Dataset rows about object locations:

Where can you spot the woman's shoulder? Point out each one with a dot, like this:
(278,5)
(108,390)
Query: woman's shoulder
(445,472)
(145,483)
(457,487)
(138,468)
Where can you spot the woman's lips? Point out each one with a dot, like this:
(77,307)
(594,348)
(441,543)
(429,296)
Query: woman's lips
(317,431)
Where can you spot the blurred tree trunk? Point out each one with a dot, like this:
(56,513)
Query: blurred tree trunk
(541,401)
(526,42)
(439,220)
--
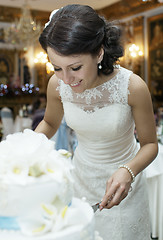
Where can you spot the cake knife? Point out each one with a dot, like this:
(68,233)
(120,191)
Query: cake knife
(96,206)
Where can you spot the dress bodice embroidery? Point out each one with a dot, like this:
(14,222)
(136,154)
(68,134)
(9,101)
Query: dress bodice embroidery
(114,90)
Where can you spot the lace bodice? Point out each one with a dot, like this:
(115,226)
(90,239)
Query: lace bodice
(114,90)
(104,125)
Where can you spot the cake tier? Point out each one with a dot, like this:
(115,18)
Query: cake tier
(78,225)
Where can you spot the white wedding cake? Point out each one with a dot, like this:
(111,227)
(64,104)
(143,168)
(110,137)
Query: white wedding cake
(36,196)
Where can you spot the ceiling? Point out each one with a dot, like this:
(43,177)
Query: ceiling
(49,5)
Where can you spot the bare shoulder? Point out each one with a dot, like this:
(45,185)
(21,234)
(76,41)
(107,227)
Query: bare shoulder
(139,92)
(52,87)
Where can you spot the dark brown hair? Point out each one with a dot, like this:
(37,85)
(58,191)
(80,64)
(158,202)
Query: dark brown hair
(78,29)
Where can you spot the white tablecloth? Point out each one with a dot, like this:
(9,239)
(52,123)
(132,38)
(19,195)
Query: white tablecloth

* DIRECTIVE *
Write out every line from the line with "Where can you spot the dark" to the line with "Query: white tablecloth", adding 35 to each coordinate in the answer points. Keep all other lines, including the sample points, unchanged.

* EXERCISE RESULT *
Where can you spot the dark brown hair? Point out each one with a dot, like this:
(37,85)
(58,191)
(80,64)
(158,202)
Query: dark brown hair
(113,64)
Where can you spot the white tablecloth? Point out each one with a dot, like this:
(9,239)
(52,123)
(132,38)
(19,195)
Query: white tablecloth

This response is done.